*Task*: Please restate every record below word for word.

(Dataset records begins)

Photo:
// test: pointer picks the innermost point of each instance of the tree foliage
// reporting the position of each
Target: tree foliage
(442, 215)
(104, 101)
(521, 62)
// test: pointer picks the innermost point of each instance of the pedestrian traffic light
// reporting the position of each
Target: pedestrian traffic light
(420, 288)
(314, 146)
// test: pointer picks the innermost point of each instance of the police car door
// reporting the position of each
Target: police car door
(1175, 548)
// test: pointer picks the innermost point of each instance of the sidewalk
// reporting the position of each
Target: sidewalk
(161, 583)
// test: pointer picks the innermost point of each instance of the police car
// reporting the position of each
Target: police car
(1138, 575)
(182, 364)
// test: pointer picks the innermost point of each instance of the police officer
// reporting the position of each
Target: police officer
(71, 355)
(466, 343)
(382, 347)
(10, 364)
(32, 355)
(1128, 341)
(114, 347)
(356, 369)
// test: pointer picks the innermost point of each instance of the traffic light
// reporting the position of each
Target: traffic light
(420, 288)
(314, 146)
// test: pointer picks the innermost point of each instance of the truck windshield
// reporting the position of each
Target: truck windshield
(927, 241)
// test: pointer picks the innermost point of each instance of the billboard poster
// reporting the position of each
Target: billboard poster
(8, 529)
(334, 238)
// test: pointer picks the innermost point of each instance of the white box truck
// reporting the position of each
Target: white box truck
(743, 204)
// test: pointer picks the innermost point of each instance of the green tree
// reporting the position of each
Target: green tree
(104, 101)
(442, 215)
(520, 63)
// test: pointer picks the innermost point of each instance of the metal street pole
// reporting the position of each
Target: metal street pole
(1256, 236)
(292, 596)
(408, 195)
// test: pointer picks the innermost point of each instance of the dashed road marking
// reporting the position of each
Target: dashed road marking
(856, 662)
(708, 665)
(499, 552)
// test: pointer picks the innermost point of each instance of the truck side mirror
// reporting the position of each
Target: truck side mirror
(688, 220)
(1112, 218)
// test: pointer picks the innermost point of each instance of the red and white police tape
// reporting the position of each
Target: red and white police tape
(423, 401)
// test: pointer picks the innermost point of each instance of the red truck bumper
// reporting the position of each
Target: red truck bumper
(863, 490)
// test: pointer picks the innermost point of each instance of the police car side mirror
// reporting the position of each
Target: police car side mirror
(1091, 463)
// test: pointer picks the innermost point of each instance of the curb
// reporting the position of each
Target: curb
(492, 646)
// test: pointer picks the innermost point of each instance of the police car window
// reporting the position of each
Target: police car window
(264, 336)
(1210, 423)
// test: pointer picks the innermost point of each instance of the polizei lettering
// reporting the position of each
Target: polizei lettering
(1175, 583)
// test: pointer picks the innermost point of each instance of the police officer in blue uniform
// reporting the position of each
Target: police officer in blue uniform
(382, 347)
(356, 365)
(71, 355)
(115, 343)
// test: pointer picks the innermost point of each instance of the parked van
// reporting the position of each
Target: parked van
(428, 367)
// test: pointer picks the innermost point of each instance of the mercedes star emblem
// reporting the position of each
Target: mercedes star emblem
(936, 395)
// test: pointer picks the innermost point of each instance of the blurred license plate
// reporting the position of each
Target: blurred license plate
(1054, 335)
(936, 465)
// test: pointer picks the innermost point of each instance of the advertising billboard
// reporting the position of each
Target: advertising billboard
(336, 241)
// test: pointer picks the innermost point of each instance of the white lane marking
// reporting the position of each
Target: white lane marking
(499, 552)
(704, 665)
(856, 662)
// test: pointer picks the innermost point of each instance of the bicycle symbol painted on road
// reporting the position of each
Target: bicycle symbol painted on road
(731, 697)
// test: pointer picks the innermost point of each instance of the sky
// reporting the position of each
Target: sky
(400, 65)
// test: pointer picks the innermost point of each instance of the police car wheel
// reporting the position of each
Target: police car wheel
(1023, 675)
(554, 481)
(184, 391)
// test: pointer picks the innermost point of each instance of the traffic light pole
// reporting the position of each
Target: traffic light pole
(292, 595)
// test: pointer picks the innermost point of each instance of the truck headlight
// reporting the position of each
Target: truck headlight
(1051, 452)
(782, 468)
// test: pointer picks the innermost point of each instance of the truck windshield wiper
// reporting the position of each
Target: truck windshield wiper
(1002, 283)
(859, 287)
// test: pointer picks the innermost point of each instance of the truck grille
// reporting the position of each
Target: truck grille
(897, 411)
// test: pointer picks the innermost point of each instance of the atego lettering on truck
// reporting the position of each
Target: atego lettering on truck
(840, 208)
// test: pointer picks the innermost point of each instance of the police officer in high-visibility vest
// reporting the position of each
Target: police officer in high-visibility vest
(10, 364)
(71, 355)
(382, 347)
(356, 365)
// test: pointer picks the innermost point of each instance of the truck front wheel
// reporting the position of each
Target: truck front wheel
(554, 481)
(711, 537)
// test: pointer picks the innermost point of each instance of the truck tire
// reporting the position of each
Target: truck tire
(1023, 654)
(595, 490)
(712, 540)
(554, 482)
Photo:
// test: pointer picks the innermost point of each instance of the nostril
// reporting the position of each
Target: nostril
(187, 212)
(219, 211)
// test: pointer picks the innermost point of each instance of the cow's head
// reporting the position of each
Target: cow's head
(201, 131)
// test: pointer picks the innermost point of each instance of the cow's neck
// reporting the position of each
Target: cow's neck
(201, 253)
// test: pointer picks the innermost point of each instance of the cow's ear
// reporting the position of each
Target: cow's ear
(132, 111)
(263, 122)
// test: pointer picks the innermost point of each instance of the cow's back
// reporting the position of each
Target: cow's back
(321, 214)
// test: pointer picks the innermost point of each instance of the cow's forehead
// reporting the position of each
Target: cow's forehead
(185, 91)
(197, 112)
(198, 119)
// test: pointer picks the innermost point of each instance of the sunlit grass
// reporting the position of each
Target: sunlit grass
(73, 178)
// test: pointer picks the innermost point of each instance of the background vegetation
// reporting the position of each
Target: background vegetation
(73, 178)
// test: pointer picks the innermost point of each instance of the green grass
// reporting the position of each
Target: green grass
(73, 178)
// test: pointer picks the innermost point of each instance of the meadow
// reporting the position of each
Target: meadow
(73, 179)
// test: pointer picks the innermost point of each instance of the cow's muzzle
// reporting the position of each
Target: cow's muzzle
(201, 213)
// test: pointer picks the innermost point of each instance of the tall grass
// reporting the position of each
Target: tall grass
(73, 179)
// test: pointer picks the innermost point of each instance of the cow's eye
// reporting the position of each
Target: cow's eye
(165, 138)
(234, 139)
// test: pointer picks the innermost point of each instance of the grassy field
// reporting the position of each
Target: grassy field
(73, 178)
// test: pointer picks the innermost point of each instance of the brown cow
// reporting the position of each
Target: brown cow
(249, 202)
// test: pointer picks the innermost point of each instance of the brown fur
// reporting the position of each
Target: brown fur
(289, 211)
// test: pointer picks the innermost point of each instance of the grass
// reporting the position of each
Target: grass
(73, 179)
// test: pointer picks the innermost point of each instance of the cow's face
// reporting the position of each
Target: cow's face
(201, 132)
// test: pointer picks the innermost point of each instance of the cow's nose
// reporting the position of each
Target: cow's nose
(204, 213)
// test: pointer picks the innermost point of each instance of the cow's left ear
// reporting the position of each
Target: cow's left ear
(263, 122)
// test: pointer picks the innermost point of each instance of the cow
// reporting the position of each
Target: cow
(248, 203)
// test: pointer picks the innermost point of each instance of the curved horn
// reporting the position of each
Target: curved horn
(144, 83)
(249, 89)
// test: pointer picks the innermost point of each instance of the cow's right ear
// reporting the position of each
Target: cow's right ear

(Dataset records ends)

*Result of this task*:
Photo:
// test: pointer picks the innermost point of each instance of the tree foliage
// reporting the position of each
Target: tree foliage
(442, 215)
(104, 101)
(521, 62)
// test: pointer picks the innermost point of each instance of the pedestrian traffic light
// reporting the position of each
Target: pedestrian traffic light
(420, 288)
(314, 146)
// test: pointer picks the innermost point of each instance of the police car door
// reporting the position of each
Target: police car door
(1175, 548)
// test: pointer picks the innermost point of each instance of the sidewalk
// reporting the position of each
Target: sidewalk
(161, 583)
// test: pointer picks the innermost point of each instance of the police car
// reporting the position of each
Target: police car
(1138, 575)
(182, 364)
// test: pointer picks the innermost point of each instance of the police officer
// reporting the position of each
Target: police officer
(71, 355)
(466, 343)
(382, 347)
(10, 364)
(32, 355)
(1128, 341)
(114, 347)
(356, 369)
// test: pointer picks the innermost point of each instance of the traffic light
// reporting the position of each
Target: traffic light
(420, 288)
(314, 146)
// test: pointer picks the innermost point of each instance of the truck windshield
// reporting the position of each
Target: truck windshield
(927, 241)
// test: pointer picks the innermost point of each instance of the billboard poster
// reporting the position of each
Target: billboard poster
(8, 529)
(334, 238)
// test: pointer picks the innermost point of each instance of the white box truck
// reporting the position of each
Target: white box truck
(743, 204)
// test: pointer picks the innermost point of each instance of the green tree
// reporting the position of each
Target: green tree
(104, 101)
(442, 215)
(520, 63)
// test: pointer picks the innermost point of each instance of the metal street pole
// reporting the position of each
Target: metal street pole
(1256, 236)
(292, 596)
(408, 195)
// test: pointer picks the innermost point of each instance of the dashed road marking
// reporting the position of each
Target: dashed road marking
(856, 662)
(708, 665)
(499, 552)
// test: pointer picks the innermost point of each instance of the truck side mirror
// reporting the position of each
Target: truck side mirror
(688, 220)
(1112, 218)
// test: pointer picks the innermost point of each instance of the red and white police tape
// reporting the position of each
Target: red and white police tape
(423, 401)
// test: pointer picks the innermost point of each instance of the red truck bumper
// reporting the position of each
Target: red truck bumper
(863, 490)
// test: pointer picks the innermost point of each instance of the police car side mirror
// reporting the position of each
Target: police car side mirror
(1091, 463)
// test: pointer picks the innermost point of each instance of the curb
// reporting the position of each
Target: curb
(492, 646)
// test: pointer picks the innermost point of each instance of the police car window
// reporting the position of each
Target: police car window
(264, 336)
(1210, 423)
// test: pointer picks the innermost point of each instance of the polizei lettering
// reporting the position of each
Target: polizei lettering
(1175, 583)
// test: pointer picks the innermost point of each instance of the police officer in blue uniform
// reporting the position of each
Target: police officer in blue uniform
(382, 347)
(356, 365)
(71, 355)
(115, 343)
// test: pointer picks the innermost point of each instance of the parked van
// reporting the position of each
Target: parked van
(428, 367)
// test: pointer picks the innermost point of each instance of the mercedes star emblem
// reporting the position of each
Target: mercedes star emblem
(936, 395)
// test: pointer picks the innermost point of each instance of the blurred license plate
// reporting the position of each
Target: blurred license plate
(1054, 335)
(936, 465)
// test: pointer picks the innermost point of each instance of the advertising billboard
// reporting the position of each
Target: advertising billboard
(336, 241)
// test: pointer picks the innermost point of each instance of the white lane marking
// reporting the position of each
Target: white lane marking
(499, 552)
(704, 665)
(856, 662)
// test: pointer picks the innermost point of each instance of the bicycle symbol painted on road
// reporting the position of each
Target: bicycle symbol painted on road
(731, 697)
// test: pointer picks the innermost point of each instance of the sky
// reporting the position of each
Target: sky
(400, 65)
// test: pointer picks the innermost point of each instance of the police car wheel
// reporting the position of each
Target: police car wheel
(1023, 675)
(554, 481)
(184, 391)
// test: pointer picks the innermost point of each instance of the traffic light pole
// reporting the position of each
Target: traffic light pole
(292, 595)
// test: pointer picks the innermost point of each instance of the truck headlight
// reporting the position of each
Target: truck headlight
(1051, 452)
(782, 468)
// test: pointer picks the innermost point of each instance of the truck windshield wiper
// reporting the position of each
Target: truck windshield wiper
(1002, 283)
(859, 287)
// test: pointer picks the innermost point of each instance of the truck grille
// reporting the position of each
Target: truck grille
(897, 411)
// test: pointer picks the innermost point of each instance of the atego lettering on truck
// reporting the position of each
Target: atego lettering on truck
(840, 208)
// test: pointer picks the innermost point of each instance of the police officer in high-visibility vest
// reporting the position of each
Target: police officer in high-visibility vest
(10, 364)
(71, 355)
(382, 347)
(356, 365)
// test: pointer picks the innermost point of each instance of the truck front wheel
// reporting the position of each
Target: truck front wheel
(554, 481)
(711, 537)
// test: pointer picks the innermost point of each instance of the truck tire
// reporting the position of each
Target: truck tire
(1023, 654)
(595, 490)
(712, 540)
(554, 482)
Photo:
// test: pointer picks the innermost point of each instance of the nostril
// reporting the position of each
Target: nostril
(187, 212)
(219, 211)
// test: pointer picks the innermost point of each instance of the cow's head
// reporting the position of each
Target: cow's head
(201, 131)
// test: pointer picks the innermost point of each instance of the cow's neck
// reporting the position of each
Target: cow's neck
(201, 253)
// test: pointer picks the innermost point of each instance of the cow's ear
// reporting the position of each
Target: cow's ear
(132, 111)
(263, 122)
// test: pointer picks the innermost point of each instance of the cow's back
// reporting the position of each
Target: cow's back
(321, 214)
// test: pointer picks the innermost point of each instance of the cow's forehead
// reporting the position of each
Target: cow's forehead
(185, 91)
(197, 112)
(198, 119)
// test: pointer picks the innermost point of each instance of the sunlit grass
// reporting the position of each
Target: sunlit grass
(73, 178)
// test: pointer picks the innermost point of each instance of the background vegetation
// reporting the position of each
Target: background vegetation
(73, 178)
// test: pointer picks the innermost point of each instance of the green grass
// reporting the position of each
Target: green grass
(73, 178)
// test: pointer picks the innermost point of each instance of the meadow
// reporting the position of each
Target: meadow
(73, 179)
// test: pointer picks the innermost point of each instance of the cow's muzzle
// reporting the position of each
Target: cow's muzzle
(201, 213)
// test: pointer picks the innermost point of each instance of the tall grass
// reporting the position of each
Target: tall grass
(73, 179)
// test: pointer picks the innermost point of each instance of the cow's eye
// reporting the position of each
Target: cow's eye
(165, 138)
(234, 139)
// test: pointer picks the innermost point of each instance of the grassy field
// reporting the position of each
Target: grassy field
(73, 178)
// test: pointer picks the innermost point of each instance of the brown cow
// reporting the position of each
Target: brown cow
(249, 202)
// test: pointer picks the innermost point of each instance of the brown fur
// reporting the position of each
Target: brown fur
(289, 211)
// test: pointer picks the innermost point of each instance of the grass
// reporting the position of each
Target: grass
(73, 179)
// test: pointer picks the innermost point of each instance of the cow's face
// reporting the position of each
Target: cow's face
(201, 132)
// test: pointer picks the innermost point of each instance of the cow's nose
// reporting the position of each
Target: cow's nose
(204, 213)
// test: pointer picks the innermost point of each instance of the cow's left ear
// reporting the position of each
Target: cow's left ear
(263, 122)
// test: pointer picks the innermost point of each instance of the cow
// reporting the position of each
Target: cow
(248, 203)
// test: pointer picks the innermost point of each instance of the curved horn
// reporting the position of each
Target: curved horn
(144, 83)
(249, 89)
// test: pointer picks the innermost point of each instance of the cow's right ear
// reporting the position of each
Target: cow's right ear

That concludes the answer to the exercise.